_Assignment_
Output every entry below word for word, without its pictures.

_Data for this exercise_
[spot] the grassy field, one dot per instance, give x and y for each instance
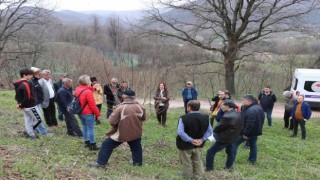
(64, 157)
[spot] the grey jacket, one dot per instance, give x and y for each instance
(46, 95)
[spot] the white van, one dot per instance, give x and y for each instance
(307, 83)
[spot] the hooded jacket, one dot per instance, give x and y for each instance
(126, 121)
(24, 93)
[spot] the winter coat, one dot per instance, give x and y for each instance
(253, 117)
(229, 128)
(86, 100)
(158, 99)
(267, 101)
(305, 108)
(24, 93)
(46, 95)
(64, 98)
(194, 93)
(38, 96)
(126, 121)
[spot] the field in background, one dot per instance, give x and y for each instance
(64, 157)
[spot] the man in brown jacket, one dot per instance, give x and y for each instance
(126, 121)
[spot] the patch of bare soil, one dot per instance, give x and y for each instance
(7, 156)
(277, 112)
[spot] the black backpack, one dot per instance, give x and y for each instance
(75, 107)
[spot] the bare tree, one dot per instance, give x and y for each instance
(225, 26)
(95, 24)
(17, 16)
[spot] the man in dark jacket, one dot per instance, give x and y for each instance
(225, 133)
(253, 117)
(193, 130)
(64, 98)
(26, 102)
(267, 99)
(57, 85)
(38, 97)
(300, 114)
(189, 93)
(110, 91)
(126, 121)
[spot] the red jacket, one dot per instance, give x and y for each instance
(87, 98)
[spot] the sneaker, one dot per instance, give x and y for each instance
(33, 137)
(49, 134)
(228, 169)
(96, 165)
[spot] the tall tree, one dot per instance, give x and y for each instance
(225, 26)
(17, 16)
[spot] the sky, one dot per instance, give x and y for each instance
(89, 5)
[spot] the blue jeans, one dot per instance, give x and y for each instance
(216, 147)
(268, 112)
(109, 145)
(253, 147)
(87, 121)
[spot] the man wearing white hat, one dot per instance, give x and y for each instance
(38, 96)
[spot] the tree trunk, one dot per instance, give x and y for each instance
(230, 57)
(229, 76)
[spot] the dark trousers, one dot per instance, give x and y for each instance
(162, 114)
(302, 125)
(50, 114)
(110, 108)
(109, 145)
(287, 122)
(212, 119)
(253, 147)
(185, 105)
(60, 114)
(268, 112)
(216, 147)
(73, 127)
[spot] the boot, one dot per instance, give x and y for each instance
(94, 147)
(87, 144)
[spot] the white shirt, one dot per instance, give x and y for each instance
(50, 87)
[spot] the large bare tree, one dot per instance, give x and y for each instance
(225, 26)
(15, 17)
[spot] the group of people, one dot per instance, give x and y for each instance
(234, 125)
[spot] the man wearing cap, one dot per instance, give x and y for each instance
(225, 133)
(193, 130)
(64, 98)
(38, 97)
(253, 117)
(126, 121)
(188, 93)
(110, 91)
(48, 106)
(57, 85)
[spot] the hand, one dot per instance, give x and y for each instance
(245, 137)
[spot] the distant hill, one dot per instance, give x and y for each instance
(73, 17)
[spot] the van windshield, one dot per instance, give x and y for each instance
(312, 86)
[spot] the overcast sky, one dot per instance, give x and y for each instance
(88, 5)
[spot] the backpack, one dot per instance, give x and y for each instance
(75, 107)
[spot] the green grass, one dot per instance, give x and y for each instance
(64, 157)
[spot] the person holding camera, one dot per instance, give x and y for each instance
(162, 103)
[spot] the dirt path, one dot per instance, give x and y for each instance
(278, 109)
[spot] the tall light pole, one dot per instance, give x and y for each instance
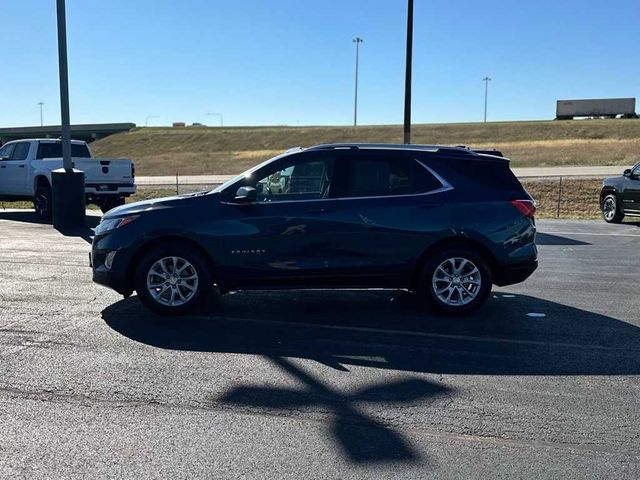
(486, 81)
(67, 193)
(41, 118)
(357, 41)
(408, 72)
(219, 115)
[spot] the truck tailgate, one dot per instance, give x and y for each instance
(105, 171)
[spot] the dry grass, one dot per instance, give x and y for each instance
(202, 150)
(579, 197)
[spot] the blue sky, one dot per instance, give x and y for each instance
(288, 62)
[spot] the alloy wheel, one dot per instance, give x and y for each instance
(456, 281)
(172, 281)
(609, 208)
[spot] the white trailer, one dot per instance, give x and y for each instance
(599, 107)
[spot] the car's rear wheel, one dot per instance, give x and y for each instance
(173, 279)
(611, 211)
(42, 202)
(456, 281)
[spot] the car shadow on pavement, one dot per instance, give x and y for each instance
(27, 216)
(512, 335)
(548, 239)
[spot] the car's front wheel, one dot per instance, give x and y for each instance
(173, 279)
(456, 281)
(611, 211)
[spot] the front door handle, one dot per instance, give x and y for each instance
(318, 211)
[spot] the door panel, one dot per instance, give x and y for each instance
(5, 155)
(18, 170)
(631, 194)
(280, 241)
(286, 236)
(379, 240)
(387, 216)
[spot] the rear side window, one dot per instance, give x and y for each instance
(6, 151)
(21, 151)
(479, 173)
(54, 150)
(379, 176)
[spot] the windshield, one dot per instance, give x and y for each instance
(245, 174)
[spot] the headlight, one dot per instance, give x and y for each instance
(108, 224)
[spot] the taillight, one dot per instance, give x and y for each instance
(526, 207)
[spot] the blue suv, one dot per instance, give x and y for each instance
(444, 222)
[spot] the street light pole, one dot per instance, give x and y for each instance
(66, 197)
(486, 81)
(408, 73)
(357, 41)
(217, 115)
(41, 120)
(64, 86)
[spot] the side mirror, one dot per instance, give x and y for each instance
(246, 195)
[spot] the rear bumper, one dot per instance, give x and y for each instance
(512, 274)
(109, 189)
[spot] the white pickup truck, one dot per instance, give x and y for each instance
(26, 166)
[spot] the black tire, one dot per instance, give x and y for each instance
(111, 203)
(201, 289)
(42, 202)
(611, 211)
(466, 297)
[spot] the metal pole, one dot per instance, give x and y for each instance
(41, 120)
(486, 81)
(64, 86)
(357, 41)
(407, 82)
(559, 197)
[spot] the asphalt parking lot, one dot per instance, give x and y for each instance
(542, 383)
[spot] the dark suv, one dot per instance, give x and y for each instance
(444, 222)
(620, 196)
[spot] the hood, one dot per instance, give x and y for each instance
(155, 204)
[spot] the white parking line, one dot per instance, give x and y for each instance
(592, 234)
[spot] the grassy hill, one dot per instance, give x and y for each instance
(213, 150)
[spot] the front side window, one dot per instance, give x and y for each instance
(20, 151)
(306, 180)
(6, 151)
(374, 177)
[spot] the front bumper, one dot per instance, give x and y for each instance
(114, 278)
(511, 274)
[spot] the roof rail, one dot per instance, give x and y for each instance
(413, 146)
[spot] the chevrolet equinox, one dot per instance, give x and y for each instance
(444, 222)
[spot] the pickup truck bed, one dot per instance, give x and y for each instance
(26, 166)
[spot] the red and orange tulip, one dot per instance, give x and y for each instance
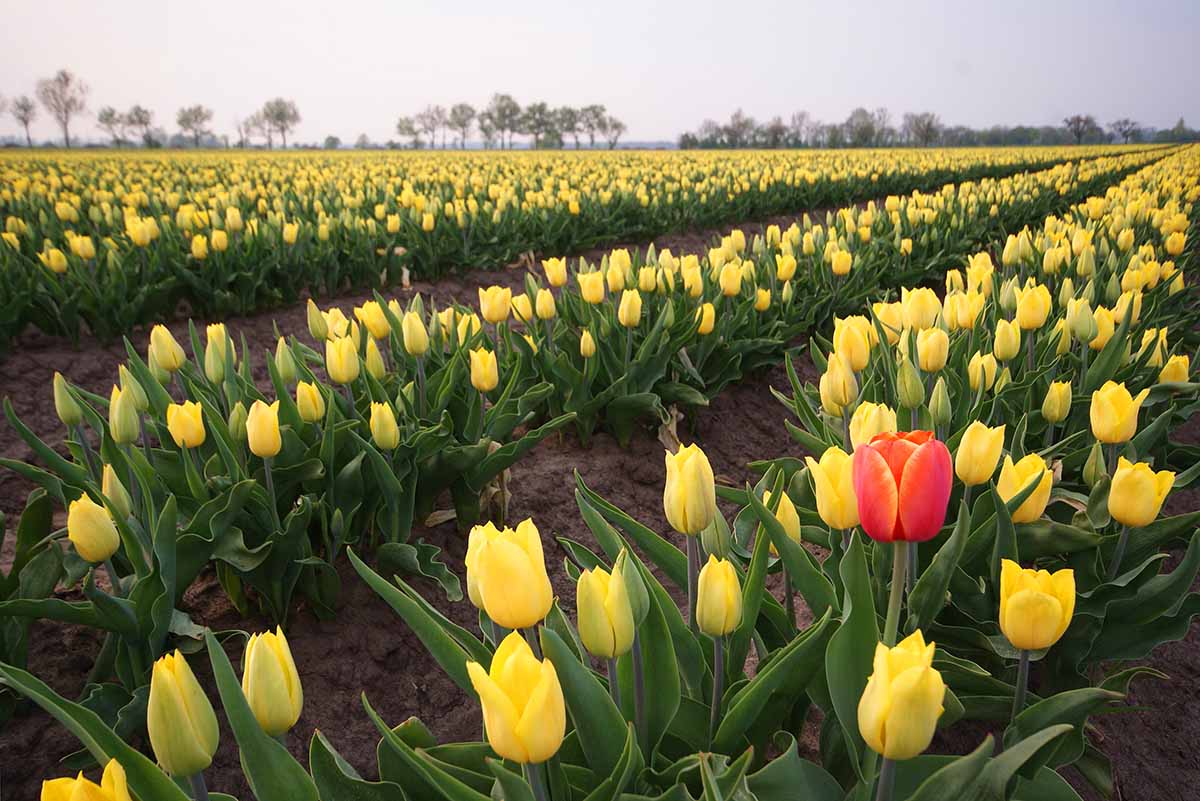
(903, 483)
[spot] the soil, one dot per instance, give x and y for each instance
(385, 661)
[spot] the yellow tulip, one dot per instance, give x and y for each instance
(629, 313)
(113, 787)
(342, 360)
(718, 597)
(1036, 607)
(689, 497)
(484, 369)
(263, 429)
(978, 453)
(1114, 413)
(271, 682)
(869, 420)
(495, 303)
(1138, 493)
(507, 574)
(91, 530)
(525, 715)
(833, 481)
(903, 699)
(604, 613)
(180, 720)
(1015, 477)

_Exercise solution_
[spot] the grassy field, one dot per instance, give x and y for each instance
(64, 157)
[spot] the grey jacket, one dot per instance, give x and y for each instance
(46, 95)
[spot] the white van, one dot per instance, give x and y for each instance
(307, 83)
[spot] the hooded jacket, one dot per instance, give x and y for each instance
(126, 121)
(24, 93)
[spot] the winter coat, one dot per instance, give x and y for each instance
(253, 117)
(229, 128)
(86, 100)
(158, 99)
(267, 101)
(305, 108)
(24, 93)
(46, 95)
(64, 98)
(194, 93)
(38, 96)
(126, 121)
[spot] the field in background, one dot per instance, give x and y for each instance
(64, 157)
[spot] the man in brown jacket, one dot per instance, give x and y for each instance
(126, 121)
[spot] the patch of bare soil, one dot per instance, give x and y for each instance
(7, 156)
(277, 112)
[spot] the black backpack, one dot per instance, give x and y for each instance
(75, 107)
[spot] the bare tree, one dot per instance, give x and y for each instance
(225, 26)
(95, 24)
(17, 16)
[spot] the man in dark jacket, one dot per instance, give x and y for each instance
(225, 133)
(253, 117)
(193, 130)
(64, 98)
(26, 102)
(267, 99)
(57, 85)
(38, 97)
(300, 114)
(189, 93)
(110, 91)
(126, 121)
[spot] the red jacket, one dot per instance, give x and y for each instance
(87, 98)
[spot] the sneaker, one dot per instance, give x and y for each instance
(33, 137)
(49, 134)
(228, 169)
(96, 165)
[spot] the tall tree, one dot per instance, give x and y for each instance
(225, 26)
(17, 16)
[spot] the sky, one dot per instance, give x and y for each instance
(89, 5)
[spot] the blue jeans, one dot per instance, give x and y for each instance
(216, 147)
(268, 112)
(109, 145)
(253, 147)
(87, 121)
[spot] the man wearing white hat, one dot per instance, give x and y for each instance
(38, 96)
[spot] the tree trunk, one dot per instance, give x and y for each instance
(230, 57)
(229, 76)
[spot] the dark trousers, one dot per instance, give x and y for each instance
(162, 114)
(302, 125)
(50, 114)
(110, 108)
(109, 145)
(287, 122)
(212, 119)
(253, 147)
(185, 105)
(60, 114)
(268, 112)
(216, 147)
(73, 127)
[spot] the boot, one dot per instance, give x and y for each instance
(94, 147)
(87, 144)
[spot] the white shirt, one dot per instance, give x and y for each instance
(50, 87)
[spot] the large bare tree, one dot per instance, give x and y for each instance
(225, 26)
(15, 17)
[spot] the group of people, one dot per instance, give x and y for each instance
(234, 125)
[spot] the man wearing cap, one dot per instance, give x and y for each instance
(225, 133)
(193, 130)
(64, 98)
(38, 97)
(253, 117)
(126, 121)
(188, 93)
(110, 91)
(48, 106)
(57, 85)
[spot] the hand, one dot per instance, give x and y for each instance
(245, 137)
[spot] the distant hill, one dot per instance, give x and y for each instance
(73, 17)
[spot] the van windshield, one dot per instance, give x and y for each instance
(312, 86)
[spot] the overcast sky, one dot per instance, give x and y for each instance
(88, 5)
[spot] the backpack, one dot per instance, give x and y for each instance
(75, 107)
[spot] the green grass, one dot per instance, give x and y for each instance
(64, 157)
[spot] the person holding camera, one dot per instance, give x and y for each instance
(162, 103)
[spot] the dirt path, one dot per instance, give x and y for each instance
(278, 109)
[spot] the tall light pole, one dot per instance, give x and y for each instance
(486, 81)
(67, 193)
(41, 118)
(357, 41)
(408, 72)
(219, 115)
[spot] the truck tailgate, one dot per instance, give x and y for each instance
(105, 171)
[spot] the dry grass, one dot per instance, give x and y for each instance
(202, 150)
(579, 197)
[spot] the blue sky, one dot per instance, give x and y for each instance
(288, 62)
[spot] the alloy wheel, one dot per instance, give x and y for each instance
(456, 281)
(172, 281)
(609, 208)
[spot] the white trailer, one dot per instance, give x and y for each instance
(599, 107)
[spot] the car's rear wheel, one dot per instance, give x and y for each instance
(173, 279)
(611, 211)
(42, 202)
(456, 281)
[spot] the car shadow on pavement, one dot per instance, give x and y for each instance
(27, 216)
(512, 335)
(548, 239)
[spot] the car's front wheel, one dot per instance, give x and y for each instance
(173, 279)
(456, 281)
(611, 211)
[spot] the front door handle, one dot per instance, give x and y for each instance
(318, 211)
[spot] the door panel, one dot per instance, give x and y for each instance
(5, 155)
(18, 170)
(631, 194)
(280, 241)
(286, 236)
(379, 240)
(387, 216)
[spot] the rear side window, one dot per instance, give x and y for each instance
(6, 151)
(21, 151)
(479, 173)
(54, 150)
(379, 176)
[spot] the windshield, one dot per instance, give x and y for each instance
(245, 174)
[spot] the headlight, one dot per instance, give x and y for each instance
(108, 224)
[spot] the taillight, one dot per instance, give x and y for each instance
(526, 207)
[spot] the blue suv, one dot per instance, give x and y for each instance
(444, 222)
[spot] the street light pole, one dot per instance, give x and y for each instance
(66, 197)
(486, 81)
(408, 73)
(357, 41)
(217, 115)
(41, 120)
(64, 86)
[spot] the side mirror, one dot per instance, give x and y for each instance
(246, 195)
[spot] the rear bumper, one dot per instance, give x and y for each instance
(512, 274)
(109, 189)
[spot] the white pickup truck, one dot per instance, give x and y for each instance
(26, 166)
[spot] the black tire, one dot per instance, give x and y for each instance
(111, 203)
(201, 289)
(42, 202)
(611, 211)
(466, 297)
[spot] the metal pole, one dot per instance, give x and y for each instance
(41, 120)
(486, 81)
(64, 86)
(357, 41)
(407, 82)
(559, 197)
[spot] the asphalt parking lot, one dot per instance, give x and y for each instance
(542, 383)
[spot] the dark suv, one dot per instance, give x and y for each instance
(444, 222)
(620, 196)
[spot] the hood, one dot per instance, give x and y for each instance
(155, 204)
[spot] the white parking line, one dot per instance, give x and y for each instance
(592, 234)
[spot] the grassy hill, one dot per instance, give x and y for each instance
(213, 150)
[spot] the front side window, one dot per instance, give x and y for each instance
(20, 151)
(306, 180)
(6, 151)
(374, 177)
[spot] the front bumper, one dot per instance, give x and y for each instance
(114, 278)
(511, 274)
[spot] the roof rail, one dot per instance, give x and y for each instance
(413, 146)
[spot] the chevrolet equinox, one dot per instance, give x and y for each instance
(444, 222)
[spot] the pickup truck bed, one dot per instance, give x and y for each instance
(26, 166)
[spot] the red and orange tulip, one dot per instance, give x and y for each instance
(903, 483)
[spot] the soil, one dot per instance, give x and y for each instance
(385, 661)
[spot] the yellow tulip, one dot per instance, give x and y for each instance
(629, 313)
(113, 787)
(342, 360)
(718, 597)
(1036, 607)
(689, 497)
(484, 369)
(263, 429)
(978, 453)
(1114, 413)
(271, 682)
(869, 420)
(495, 303)
(1138, 493)
(507, 574)
(91, 530)
(525, 715)
(833, 481)
(903, 699)
(604, 613)
(180, 720)
(1015, 477)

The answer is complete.